### EXERCISE MATERIAL:
::::::::::

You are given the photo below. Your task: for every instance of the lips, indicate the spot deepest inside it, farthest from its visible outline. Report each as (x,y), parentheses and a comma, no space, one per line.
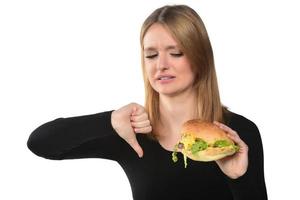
(165,77)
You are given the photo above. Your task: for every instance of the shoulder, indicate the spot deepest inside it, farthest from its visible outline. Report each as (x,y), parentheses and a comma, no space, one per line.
(245,127)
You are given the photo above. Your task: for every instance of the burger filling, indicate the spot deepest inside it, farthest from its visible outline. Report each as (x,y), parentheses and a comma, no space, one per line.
(191,144)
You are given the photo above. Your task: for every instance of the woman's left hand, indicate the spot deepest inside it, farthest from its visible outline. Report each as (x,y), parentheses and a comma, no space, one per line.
(236,165)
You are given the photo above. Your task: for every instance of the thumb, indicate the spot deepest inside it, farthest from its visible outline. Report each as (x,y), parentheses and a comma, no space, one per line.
(138,110)
(135,145)
(134,110)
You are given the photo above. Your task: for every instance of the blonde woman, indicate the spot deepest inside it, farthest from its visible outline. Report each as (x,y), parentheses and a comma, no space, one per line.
(180,84)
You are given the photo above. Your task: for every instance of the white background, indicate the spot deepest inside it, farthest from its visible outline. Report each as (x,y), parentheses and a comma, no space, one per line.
(68,58)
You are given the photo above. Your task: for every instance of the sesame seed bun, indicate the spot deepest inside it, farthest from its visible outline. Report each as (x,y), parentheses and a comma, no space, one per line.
(210,133)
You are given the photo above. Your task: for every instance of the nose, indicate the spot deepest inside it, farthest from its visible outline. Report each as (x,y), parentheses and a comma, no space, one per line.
(162,62)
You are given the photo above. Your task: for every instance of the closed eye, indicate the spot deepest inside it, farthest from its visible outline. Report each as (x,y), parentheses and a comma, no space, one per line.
(151,56)
(176,54)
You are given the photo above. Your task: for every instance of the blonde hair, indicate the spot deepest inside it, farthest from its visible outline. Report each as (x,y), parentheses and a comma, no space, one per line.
(189,31)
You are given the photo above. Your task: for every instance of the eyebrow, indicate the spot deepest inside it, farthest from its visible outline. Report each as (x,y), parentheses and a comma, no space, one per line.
(170,47)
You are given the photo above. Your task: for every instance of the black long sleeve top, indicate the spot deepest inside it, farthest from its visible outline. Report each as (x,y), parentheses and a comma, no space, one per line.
(154,176)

::::::::::

### YOUR GOAL:
Leaving out the pictures, repeat all the entries exactly as they stand.

### OUTPUT FOR THIS TASK:
You are given the photo below. Your task: for every instance of the lips, indicate the spot deepest inside it, farthest from its visible outline. Report each as (x,y), parentheses and a comma, no space, one per line.
(165,77)
You are given the photo above. Your task: for every instance of the shoulder, indicate the spot deepest inside it, farthest from its visible outline. Report each as (x,y), parentheses and a comma, no space, one per line.
(245,127)
You are given the photo above. Your task: for every instance of the burger filling, indicate the spot deepest inside it, farthest from its visible outline. Report each as (x,y), parentheses and a comma, no space, one per line.
(191,144)
You are given the photo above. Your task: for every instance of the woman's left hand, indicate the spot deepest inside it, farthest from its visible outline. Report each as (x,y), parentheses and a comma, no space, one per line.
(236,165)
You are given the photo above. Your task: for every instance of the thumb, indicate the spot deepest inside it, farthest from its visible outline. Report each as (x,y), parentheses and a comma, no space, one per line.
(138,110)
(135,145)
(134,110)
You are given the photo above. Your task: for every instance of the blonde woman, indicate the spot deepest inside it, farthest from its visible outline. Report each as (x,y), parentheses and a comma, no space, one per line.
(180,84)
You are given the photo above. Your task: for every instance of the white background, indicate the spot deepest inside it, farthest from its visible outline. Report each as (x,y), parentheses and a comma, no space, one per line.
(68,58)
You are given the photo above. Your task: for every instance of the sesame seed bun, indicate the spot deepest inside it, farthest from its visible outline. Report each as (x,y), parentheses and a comma, no space, one per line.
(210,133)
You are given the photo above. Your task: for every instance of the nose, indicate the spot deepest inside it, farthest from its visible outline. Report each as (x,y), parentheses and a comma, no space, one per line.
(162,62)
You are given the photo above. Your task: for every instance of the closed eye, indicate the spot deepest inside it, farthest from its visible outline. Report each as (x,y), parentheses and a comma, no space, one per line.
(151,56)
(176,54)
You are given the photo above. Your task: for every instance of the blonde hair, indicate the spot deepest inside it, farthest from its visible outline. Report each as (x,y), parentheses and a comma, no space, one per line.
(189,31)
You are given the photo above. Your task: for every instance of the eyebrow, indicate the spot deepest inside it, farthest from its visible outline. Report each as (x,y), parentheses and a comma, no space, one per line.
(170,47)
You are given the photo above. Your task: for every instance of the black long sleeve top, indicate the spot deepest inside it, farthest from its visible outline. Report each as (x,y), parentheses and a comma, no space, one per line.
(154,176)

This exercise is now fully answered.